• **WHAT IS ASKED**: Render every line of the items below as a Markdown table with the columns Row and Line, numbering each row and skipping blank lines. Omit the pictures from your table.

• **LISTED ENTRIES**:
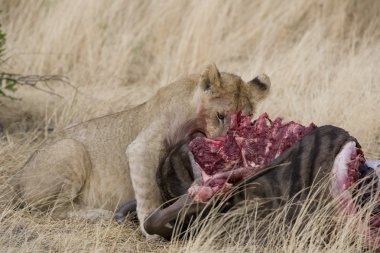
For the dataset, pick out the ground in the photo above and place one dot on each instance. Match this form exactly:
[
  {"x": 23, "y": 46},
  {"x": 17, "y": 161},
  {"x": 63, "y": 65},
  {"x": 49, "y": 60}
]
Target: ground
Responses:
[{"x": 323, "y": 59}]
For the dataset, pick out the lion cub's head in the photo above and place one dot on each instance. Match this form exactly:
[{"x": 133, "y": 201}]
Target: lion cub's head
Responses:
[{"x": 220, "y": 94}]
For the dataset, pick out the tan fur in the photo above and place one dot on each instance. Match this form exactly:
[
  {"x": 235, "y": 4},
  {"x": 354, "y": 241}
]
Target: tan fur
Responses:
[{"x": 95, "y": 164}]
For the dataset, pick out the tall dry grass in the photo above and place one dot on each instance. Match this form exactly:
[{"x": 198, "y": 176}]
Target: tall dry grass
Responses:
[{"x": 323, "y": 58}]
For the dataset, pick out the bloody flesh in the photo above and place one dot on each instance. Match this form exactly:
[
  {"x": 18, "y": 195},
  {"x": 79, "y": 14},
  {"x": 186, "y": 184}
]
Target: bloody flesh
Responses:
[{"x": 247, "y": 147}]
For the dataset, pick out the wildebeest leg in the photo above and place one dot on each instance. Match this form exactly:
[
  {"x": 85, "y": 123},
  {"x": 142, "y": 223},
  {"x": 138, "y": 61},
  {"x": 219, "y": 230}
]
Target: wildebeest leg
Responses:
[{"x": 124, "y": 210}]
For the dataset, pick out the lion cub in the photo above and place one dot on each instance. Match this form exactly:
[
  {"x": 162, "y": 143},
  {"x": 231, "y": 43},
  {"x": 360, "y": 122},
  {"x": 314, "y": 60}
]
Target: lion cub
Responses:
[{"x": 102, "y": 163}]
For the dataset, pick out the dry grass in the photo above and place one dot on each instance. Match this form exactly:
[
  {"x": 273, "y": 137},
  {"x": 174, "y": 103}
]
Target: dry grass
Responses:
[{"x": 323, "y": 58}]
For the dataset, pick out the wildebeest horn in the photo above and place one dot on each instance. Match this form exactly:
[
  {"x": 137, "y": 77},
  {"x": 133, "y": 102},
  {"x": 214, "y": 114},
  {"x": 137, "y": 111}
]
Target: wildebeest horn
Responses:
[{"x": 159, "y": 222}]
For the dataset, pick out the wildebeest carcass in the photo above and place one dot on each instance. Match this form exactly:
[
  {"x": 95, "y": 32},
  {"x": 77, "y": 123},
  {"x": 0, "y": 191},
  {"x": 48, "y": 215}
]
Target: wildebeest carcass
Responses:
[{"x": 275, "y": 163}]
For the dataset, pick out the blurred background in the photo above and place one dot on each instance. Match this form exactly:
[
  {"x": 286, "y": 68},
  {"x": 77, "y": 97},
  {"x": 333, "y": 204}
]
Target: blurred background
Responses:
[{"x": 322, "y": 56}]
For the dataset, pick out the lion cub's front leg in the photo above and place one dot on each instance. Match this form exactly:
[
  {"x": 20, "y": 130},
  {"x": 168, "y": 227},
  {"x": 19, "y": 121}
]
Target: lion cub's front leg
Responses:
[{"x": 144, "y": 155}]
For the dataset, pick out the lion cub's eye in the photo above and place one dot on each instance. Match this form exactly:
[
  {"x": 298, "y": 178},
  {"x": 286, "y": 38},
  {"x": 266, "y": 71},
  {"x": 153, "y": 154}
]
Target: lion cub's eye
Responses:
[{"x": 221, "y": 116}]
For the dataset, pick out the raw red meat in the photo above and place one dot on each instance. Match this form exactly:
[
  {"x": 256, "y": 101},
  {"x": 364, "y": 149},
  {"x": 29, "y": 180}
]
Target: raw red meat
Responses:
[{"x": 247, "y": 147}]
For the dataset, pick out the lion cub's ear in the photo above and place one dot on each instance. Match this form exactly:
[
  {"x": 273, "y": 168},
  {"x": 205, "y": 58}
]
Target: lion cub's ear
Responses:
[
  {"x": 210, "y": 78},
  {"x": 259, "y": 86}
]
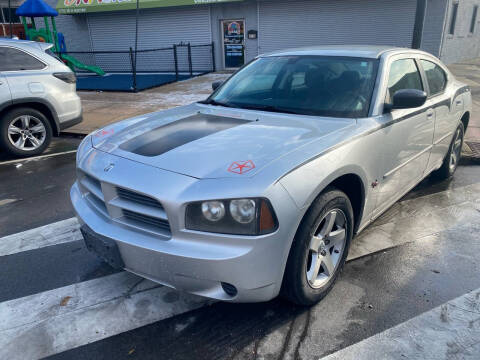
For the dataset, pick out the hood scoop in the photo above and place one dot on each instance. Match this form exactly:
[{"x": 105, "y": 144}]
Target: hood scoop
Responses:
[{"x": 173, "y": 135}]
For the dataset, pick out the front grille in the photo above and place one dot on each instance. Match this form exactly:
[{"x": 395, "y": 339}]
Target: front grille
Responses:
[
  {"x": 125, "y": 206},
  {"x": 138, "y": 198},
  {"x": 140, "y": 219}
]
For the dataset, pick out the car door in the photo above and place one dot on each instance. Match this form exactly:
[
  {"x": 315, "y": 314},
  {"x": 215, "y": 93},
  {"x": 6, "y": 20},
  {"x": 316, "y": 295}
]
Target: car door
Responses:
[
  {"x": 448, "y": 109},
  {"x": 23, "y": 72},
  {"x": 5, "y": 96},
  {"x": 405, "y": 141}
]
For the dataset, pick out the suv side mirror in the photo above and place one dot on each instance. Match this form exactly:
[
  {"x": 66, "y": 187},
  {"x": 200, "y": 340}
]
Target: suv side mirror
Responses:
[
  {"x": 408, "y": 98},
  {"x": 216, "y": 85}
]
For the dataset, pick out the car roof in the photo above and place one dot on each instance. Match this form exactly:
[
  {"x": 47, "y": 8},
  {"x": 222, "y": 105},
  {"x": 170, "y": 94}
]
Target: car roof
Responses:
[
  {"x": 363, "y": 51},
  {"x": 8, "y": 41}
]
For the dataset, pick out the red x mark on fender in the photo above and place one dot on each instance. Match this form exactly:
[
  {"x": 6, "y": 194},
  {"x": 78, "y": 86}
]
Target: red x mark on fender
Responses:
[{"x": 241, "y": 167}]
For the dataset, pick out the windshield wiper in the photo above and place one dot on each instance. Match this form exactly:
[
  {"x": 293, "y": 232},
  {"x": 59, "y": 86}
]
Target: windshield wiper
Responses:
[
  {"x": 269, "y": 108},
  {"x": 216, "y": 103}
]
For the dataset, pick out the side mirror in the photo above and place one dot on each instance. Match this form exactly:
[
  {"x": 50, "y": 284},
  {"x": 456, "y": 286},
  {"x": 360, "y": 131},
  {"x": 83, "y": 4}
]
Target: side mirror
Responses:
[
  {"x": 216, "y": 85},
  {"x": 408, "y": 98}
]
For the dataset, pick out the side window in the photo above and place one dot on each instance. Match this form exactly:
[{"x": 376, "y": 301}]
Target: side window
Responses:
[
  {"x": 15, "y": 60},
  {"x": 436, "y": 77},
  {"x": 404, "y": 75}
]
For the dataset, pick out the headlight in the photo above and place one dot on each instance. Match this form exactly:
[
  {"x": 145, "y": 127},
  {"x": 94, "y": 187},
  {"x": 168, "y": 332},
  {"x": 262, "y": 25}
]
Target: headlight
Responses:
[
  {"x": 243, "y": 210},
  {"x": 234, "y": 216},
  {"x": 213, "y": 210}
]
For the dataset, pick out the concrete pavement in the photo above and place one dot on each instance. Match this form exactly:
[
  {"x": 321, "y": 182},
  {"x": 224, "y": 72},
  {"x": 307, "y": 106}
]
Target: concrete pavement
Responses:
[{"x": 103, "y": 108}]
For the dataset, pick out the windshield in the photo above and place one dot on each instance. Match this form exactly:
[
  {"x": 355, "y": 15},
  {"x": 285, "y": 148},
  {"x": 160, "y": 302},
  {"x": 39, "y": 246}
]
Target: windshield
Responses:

• **FINISHED TASK**:
| Row | Line |
|---|---|
| 1 | For the dataset, pick out the ground in the photo above and place one dot on each instance. Match this form exactly: |
| 2 | [ |
| 3 |   {"x": 23, "y": 46}, |
| 4 |   {"x": 17, "y": 161}, |
| 5 |   {"x": 63, "y": 65}, |
| 6 |   {"x": 49, "y": 60} |
| 7 | ] |
| 8 | Target: ground |
| 9 | Responses: |
| 10 | [{"x": 323, "y": 59}] |
| 11 | For the dataset, pick out the lion cub's head in the photo above and place one dot on each instance. Match this form exactly: |
| 12 | [{"x": 133, "y": 201}] |
| 13 | Target: lion cub's head |
| 14 | Responses: |
| 15 | [{"x": 220, "y": 94}] |
| 16 | For the dataset, pick out the tan fur in the photo above and place one dot on each instance. Match this form exactly: |
| 17 | [ |
| 18 |   {"x": 235, "y": 4}, |
| 19 |   {"x": 354, "y": 241} |
| 20 | ] |
| 21 | Target: tan fur |
| 22 | Responses: |
| 23 | [{"x": 95, "y": 164}] |
| 24 | For the dataset, pick out the tall dry grass in the photo above and place one dot on each instance. Match this form exactly: |
| 25 | [{"x": 198, "y": 176}] |
| 26 | Target: tall dry grass |
| 27 | Responses: |
| 28 | [{"x": 323, "y": 58}] |
| 29 | For the dataset, pick out the bloody flesh in the photo above and place one dot on each instance. Match this form exactly: |
| 30 | [ |
| 31 |   {"x": 18, "y": 195}, |
| 32 |   {"x": 79, "y": 14}, |
| 33 |   {"x": 186, "y": 184} |
| 34 | ] |
| 35 | Target: bloody flesh |
| 36 | Responses: |
| 37 | [{"x": 247, "y": 147}] |
| 38 | For the dataset, pick out the wildebeest leg in the photo above and place one dot on each instance. Match this form exactly: |
| 39 | [ |
| 40 |   {"x": 85, "y": 123}, |
| 41 |   {"x": 142, "y": 223}, |
| 42 |   {"x": 138, "y": 61}, |
| 43 |   {"x": 219, "y": 230} |
| 44 | ] |
| 45 | Target: wildebeest leg |
| 46 | Responses: |
| 47 | [{"x": 124, "y": 210}] |
| 48 | For the dataset, pick out the lion cub in the photo above and place one dot on each instance. Match this form exactly: |
| 49 | [ |
| 50 |   {"x": 162, "y": 143}, |
| 51 |   {"x": 231, "y": 43}, |
| 52 |   {"x": 360, "y": 122}, |
| 53 |   {"x": 314, "y": 60} |
| 54 | ] |
| 55 | Target: lion cub |
| 56 | Responses: |
| 57 | [{"x": 102, "y": 163}] |
| 58 | For the dataset, pick out the dry grass in the photo above and place one dot on each instance. Match this form exactly: |
| 59 | [ |
| 60 |   {"x": 273, "y": 137}, |
| 61 |   {"x": 174, "y": 103} |
| 62 | ] |
| 63 | Target: dry grass |
| 64 | Responses: |
| 65 | [{"x": 323, "y": 58}] |
| 66 | For the dataset, pick out the wildebeest horn in the photo above and place one dot on each instance. Match this form exactly: |
| 67 | [ |
| 68 |   {"x": 137, "y": 77}, |
| 69 |   {"x": 133, "y": 102}, |
| 70 |   {"x": 214, "y": 114}, |
| 71 |   {"x": 137, "y": 111} |
| 72 | ] |
| 73 | Target: wildebeest horn |
| 74 | Responses: |
| 75 | [{"x": 159, "y": 222}] |
| 76 | For the dataset, pick out the wildebeest carcass in the photo above and place one dot on each instance. Match this form exactly: |
| 77 | [ |
| 78 |   {"x": 95, "y": 32}, |
| 79 |   {"x": 77, "y": 123}, |
| 80 |   {"x": 0, "y": 191}, |
| 81 |   {"x": 48, "y": 215} |
| 82 | ] |
| 83 | Target: wildebeest carcass |
| 84 | Responses: |
| 85 | [{"x": 275, "y": 163}] |
| 86 | For the dataset, pick out the blurred background in the photo above and place one dot on each instance. Match this form exactly: |
| 87 | [ |
| 88 |   {"x": 286, "y": 68}, |
| 89 |   {"x": 77, "y": 97}, |
| 90 |   {"x": 333, "y": 204} |
| 91 | ] |
| 92 | Target: blurred background |
| 93 | Responses: |
| 94 | [{"x": 322, "y": 56}] |
| 95 | For the dataset, pick out the lion cub's front leg in the photo above and place one dot on each instance. Match this form exactly: |
| 96 | [ |
| 97 |   {"x": 20, "y": 130}, |
| 98 |   {"x": 168, "y": 227}, |
| 99 |   {"x": 19, "y": 121} |
| 100 | ] |
| 101 | Target: lion cub's front leg |
| 102 | Responses: |
| 103 | [{"x": 144, "y": 155}] |
| 104 | For the dataset, pick out the lion cub's eye in the photo above and place one dot on each instance. Match this form exactly: |
| 105 | [ |
| 106 |   {"x": 298, "y": 178}, |
| 107 |   {"x": 286, "y": 38}, |
| 108 |   {"x": 266, "y": 71}, |
| 109 |   {"x": 153, "y": 154} |
| 110 | ] |
| 111 | Target: lion cub's eye |
| 112 | Responses: |
| 113 | [{"x": 221, "y": 116}] |
| 114 | For the dataset, pick out the raw red meat in the photo above and place one dot on each instance. Match this form exactly: |
| 115 | [ |
| 116 |   {"x": 256, "y": 101}, |
| 117 |   {"x": 364, "y": 149}, |
| 118 |   {"x": 29, "y": 180} |
| 119 | ] |
| 120 | Target: raw red meat |
| 121 | Responses: |
| 122 | [{"x": 247, "y": 147}] |
| 123 | For the dataset, pick out the lion cub's ear in the photo above and place one dot on each instance. Match this form exactly: |
| 124 | [ |
| 125 |   {"x": 273, "y": 168}, |
| 126 |   {"x": 205, "y": 58} |
| 127 | ] |
| 128 | Target: lion cub's ear |
| 129 | Responses: |
| 130 | [ |
| 131 |   {"x": 210, "y": 78}, |
| 132 |   {"x": 259, "y": 86} |
| 133 | ] |
| 134 | For the dataset, pick out the hood scoop in the photo above and place one dot on each instance. Match this form exactly: |
| 135 | [{"x": 105, "y": 144}] |
| 136 | Target: hood scoop |
| 137 | Responses: |
| 138 | [{"x": 173, "y": 135}] |
| 139 | For the dataset, pick out the front grille in the photo above and place one dot on each instance. Match this form exactly: |
| 140 | [{"x": 395, "y": 339}] |
| 141 | Target: front grille |
| 142 | Responses: |
| 143 | [ |
| 144 |   {"x": 125, "y": 206}, |
| 145 |   {"x": 138, "y": 198}, |
| 146 |   {"x": 140, "y": 219} |
| 147 | ] |
| 148 | For the dataset, pick out the car door in the photo above and place one dot on each instance. Match this form exactly: |
| 149 | [ |
| 150 |   {"x": 315, "y": 314}, |
| 151 |   {"x": 215, "y": 93}, |
| 152 |   {"x": 6, "y": 20}, |
| 153 |   {"x": 316, "y": 295} |
| 154 | ] |
| 155 | Target: car door |
| 156 | Responses: |
| 157 | [ |
| 158 |   {"x": 448, "y": 109}, |
| 159 |   {"x": 23, "y": 72}, |
| 160 |   {"x": 5, "y": 96}, |
| 161 |   {"x": 405, "y": 141} |
| 162 | ] |
| 163 | For the dataset, pick out the suv side mirror in the photo above and place one dot on each instance. Match this form exactly: |
| 164 | [ |
| 165 |   {"x": 66, "y": 187}, |
| 166 |   {"x": 200, "y": 340} |
| 167 | ] |
| 168 | Target: suv side mirror |
| 169 | Responses: |
| 170 | [ |
| 171 |   {"x": 408, "y": 98}, |
| 172 |   {"x": 216, "y": 85} |
| 173 | ] |
| 174 | For the dataset, pick out the car roof in the photo above and place one dot on each instance. Match this form exactly: |
| 175 | [ |
| 176 |   {"x": 47, "y": 8}, |
| 177 |   {"x": 222, "y": 105}, |
| 178 |   {"x": 170, "y": 94} |
| 179 | ] |
| 180 | Target: car roof |
| 181 | Responses: |
| 182 | [ |
| 183 |   {"x": 363, "y": 51}, |
| 184 |   {"x": 8, "y": 41} |
| 185 | ] |
| 186 | For the dataset, pick out the red x mark on fender in the photo above and place one dot on each instance. Match this form exactly: |
| 187 | [ |
| 188 |   {"x": 6, "y": 194}, |
| 189 |   {"x": 78, "y": 86} |
| 190 | ] |
| 191 | Target: red x mark on fender |
| 192 | Responses: |
| 193 | [{"x": 241, "y": 167}] |
| 194 | For the dataset, pick out the windshield wiper in the photo above and place one dot on each instance. Match this form exactly: |
| 195 | [ |
| 196 |   {"x": 293, "y": 232}, |
| 197 |   {"x": 59, "y": 86} |
| 198 | ] |
| 199 | Target: windshield wiper |
| 200 | Responses: |
| 201 | [ |
| 202 |   {"x": 269, "y": 108}, |
| 203 |   {"x": 216, "y": 103} |
| 204 | ] |
| 205 | For the dataset, pick out the side mirror in the photo above and place one dot on each instance. Match this form exactly: |
| 206 | [ |
| 207 |   {"x": 50, "y": 284}, |
| 208 |   {"x": 456, "y": 286}, |
| 209 |   {"x": 360, "y": 131}, |
| 210 |   {"x": 83, "y": 4} |
| 211 | ] |
| 212 | Target: side mirror |
| 213 | Responses: |
| 214 | [ |
| 215 |   {"x": 216, "y": 85}, |
| 216 |   {"x": 408, "y": 98} |
| 217 | ] |
| 218 | For the dataset, pick out the side window in the photo above and place one dot on each instance. Match this form exactly: |
| 219 | [{"x": 376, "y": 301}] |
| 220 | Target: side window |
| 221 | Responses: |
| 222 | [ |
| 223 |   {"x": 15, "y": 60}, |
| 224 |   {"x": 436, "y": 77}, |
| 225 |   {"x": 404, "y": 75} |
| 226 | ] |
| 227 | For the dataset, pick out the headlight in the photo above and place one dot on each instance. Match this form exactly: |
| 228 | [ |
| 229 |   {"x": 145, "y": 127}, |
| 230 |   {"x": 94, "y": 187}, |
| 231 |   {"x": 168, "y": 332}, |
| 232 |   {"x": 262, "y": 25} |
| 233 | ] |
| 234 | Target: headlight |
| 235 | Responses: |
| 236 | [ |
| 237 |   {"x": 243, "y": 210}, |
| 238 |   {"x": 234, "y": 216}, |
| 239 |   {"x": 213, "y": 210} |
| 240 | ] |
| 241 | For the dataset, pick out the concrete pavement in the photo above and place one dot on each instance. Match this form exactly: |
| 242 | [ |
| 243 |   {"x": 321, "y": 182}, |
| 244 |   {"x": 224, "y": 72}, |
| 245 |   {"x": 307, "y": 106} |
| 246 | ] |
| 247 | Target: concrete pavement |
| 248 | Responses: |
| 249 | [{"x": 103, "y": 108}] |
| 250 | For the dataset, pick out the windshield in the photo above and place one dot on each instance. Match this form exactly: |
| 251 | [ |
| 252 |   {"x": 355, "y": 15}, |
| 253 |   {"x": 285, "y": 148}, |
| 254 |   {"x": 160, "y": 302}, |
| 255 |   {"x": 39, "y": 246} |
| 256 | ] |
| 257 | Target: windshield |
| 258 | Responses: |